Exercise: Output the material beneath this task exactly, images excluded.

Supplied records:
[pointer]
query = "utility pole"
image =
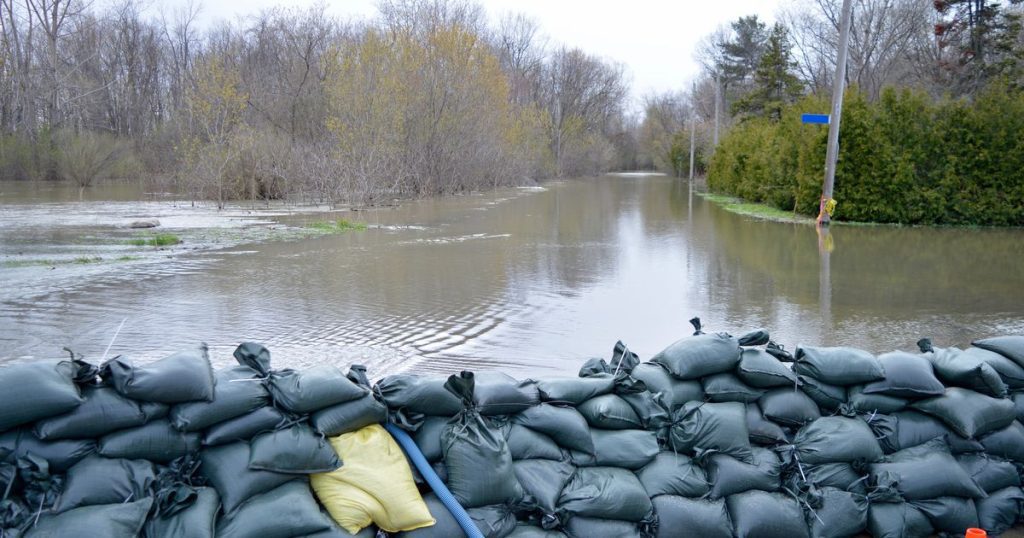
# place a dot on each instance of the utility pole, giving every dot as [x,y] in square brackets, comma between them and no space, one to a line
[837,111]
[693,127]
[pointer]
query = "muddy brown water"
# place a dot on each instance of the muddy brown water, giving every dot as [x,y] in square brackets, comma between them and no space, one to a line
[527,281]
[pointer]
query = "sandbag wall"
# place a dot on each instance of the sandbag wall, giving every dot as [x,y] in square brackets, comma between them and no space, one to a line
[722,437]
[173,449]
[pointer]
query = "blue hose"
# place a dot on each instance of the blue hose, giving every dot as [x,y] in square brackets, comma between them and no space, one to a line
[434,481]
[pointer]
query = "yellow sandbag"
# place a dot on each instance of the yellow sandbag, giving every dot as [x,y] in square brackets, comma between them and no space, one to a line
[374,484]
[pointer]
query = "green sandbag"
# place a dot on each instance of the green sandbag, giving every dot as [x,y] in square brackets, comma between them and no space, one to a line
[102,481]
[350,416]
[1000,510]
[47,384]
[839,366]
[282,512]
[609,412]
[237,391]
[990,472]
[226,468]
[759,369]
[712,426]
[837,513]
[968,413]
[728,476]
[674,391]
[102,411]
[527,444]
[897,520]
[184,376]
[728,387]
[605,492]
[295,450]
[311,389]
[245,427]
[837,440]
[574,390]
[699,356]
[908,376]
[544,480]
[629,449]
[764,514]
[788,407]
[109,521]
[564,425]
[158,442]
[680,515]
[672,473]
[197,521]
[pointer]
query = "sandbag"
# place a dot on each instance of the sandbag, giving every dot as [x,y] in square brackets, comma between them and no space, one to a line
[1007,443]
[837,440]
[245,427]
[605,492]
[109,521]
[237,391]
[1010,346]
[374,485]
[102,411]
[728,387]
[418,394]
[629,449]
[226,468]
[912,472]
[788,407]
[527,444]
[349,416]
[839,366]
[907,376]
[968,413]
[158,442]
[283,512]
[764,514]
[837,513]
[197,521]
[712,426]
[295,450]
[544,480]
[871,404]
[609,412]
[311,389]
[728,476]
[184,376]
[704,518]
[699,356]
[564,425]
[761,430]
[574,390]
[102,481]
[759,369]
[829,398]
[1000,510]
[897,520]
[48,384]
[990,472]
[674,391]
[672,473]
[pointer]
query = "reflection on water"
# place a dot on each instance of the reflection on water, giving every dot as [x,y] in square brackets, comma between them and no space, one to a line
[531,281]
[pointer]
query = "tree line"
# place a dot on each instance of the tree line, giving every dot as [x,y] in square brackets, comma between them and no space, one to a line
[427,97]
[931,122]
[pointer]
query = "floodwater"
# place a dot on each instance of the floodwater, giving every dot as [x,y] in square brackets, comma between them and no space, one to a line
[527,281]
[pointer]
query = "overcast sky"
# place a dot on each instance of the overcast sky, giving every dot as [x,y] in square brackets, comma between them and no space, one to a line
[654,39]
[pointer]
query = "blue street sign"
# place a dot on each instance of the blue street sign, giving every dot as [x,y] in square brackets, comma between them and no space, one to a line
[821,119]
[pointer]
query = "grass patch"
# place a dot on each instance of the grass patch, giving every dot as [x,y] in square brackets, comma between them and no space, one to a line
[159,240]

Answer for the task:
[pointer]
query = "utility pole"
image =
# place a dot on each instance of the utility pole, giving every dot as [x,y] in square brackets, comma between them and no space, one to a line
[837,111]
[693,127]
[pointer]
query = "muddy brown water"
# place a dot on each instance of the muddy brown water, giving every dot as [x,y] in square brackets, comma between them and no space, one to a line
[527,281]
[pointer]
query = "sandbag wall"
# place a dot on each instance of the sandbag wall, giving every dot as [x,y] in square brackets, comma between them and no space, one to a line
[722,437]
[173,449]
[pointer]
query = "blue hose"
# place a dot on each instance of the blue hose, giving every dot as [x,y] in square brackets, comma between them and no space, one to a line
[434,481]
[pointer]
query = "yellow sandbag"
# place a dot on each instance of the yellow sandbag, giving every dot as [x,y] in square brackets, comma between them and no space, one to a line
[374,484]
[pointer]
query = "green sandbag"
# place a dot on each instance of the green sandbag, giving every dot as [x,y] in square brackets, comma between them and no space, one to a line
[102,481]
[350,416]
[1000,510]
[47,384]
[839,366]
[282,512]
[609,412]
[237,391]
[990,472]
[226,468]
[759,369]
[712,426]
[837,513]
[968,413]
[728,476]
[674,391]
[102,411]
[527,444]
[897,520]
[184,376]
[728,387]
[605,492]
[295,450]
[311,389]
[245,427]
[837,440]
[574,390]
[699,356]
[908,376]
[544,480]
[629,449]
[764,514]
[788,407]
[109,521]
[564,425]
[158,442]
[680,515]
[672,473]
[197,521]
[pointer]
query = "sandbag"
# place a dot on each instance of the sandbag, giving every dot as [x,y] in square brackets, comma between them and no space, one to a line
[1007,443]
[837,440]
[245,427]
[605,492]
[109,521]
[237,391]
[1010,346]
[374,485]
[102,411]
[728,387]
[418,394]
[629,449]
[226,468]
[912,472]
[788,407]
[527,444]
[349,416]
[839,366]
[907,376]
[968,413]
[158,442]
[283,512]
[764,514]
[837,513]
[197,521]
[712,426]
[295,450]
[544,480]
[871,404]
[609,412]
[311,389]
[728,476]
[184,376]
[704,518]
[699,356]
[564,425]
[761,430]
[574,390]
[102,481]
[759,369]
[829,398]
[1000,510]
[897,520]
[48,384]
[990,472]
[674,391]
[672,473]
[pointer]
query = "reflection on water"
# place a dot on each instance of the reflection on water, giving every dot as [x,y] in square brackets, comma between them and no space, one to a line
[531,281]
[pointer]
query = "tree line"
# place a dot on each instance of the tree line, giving every dot as [x,y] in square brackets, comma between them and no space, one to a line
[427,97]
[931,122]
[pointer]
query = "floodwater"
# place a dot on each instance of the floodwater, giving every dot as [x,y] in square brackets, comma between them and no space, one to a line
[527,281]
[pointer]
query = "overcast sky"
# place a dot on each instance of the overcast sky, giving every dot as [x,y] in square brackets, comma between them and no space, one to a line
[654,39]
[pointer]
query = "blue street sign"
# place a dot on each instance of the blue street sign, giving every dot as [x,y] in square brackets, comma between them and no space, one to a line
[821,119]
[pointer]
query = "grass patch"
# place a dot on each instance of the grass patch, giving every dot as [x,y] in square brackets, comma between them and no space, one to a line
[159,240]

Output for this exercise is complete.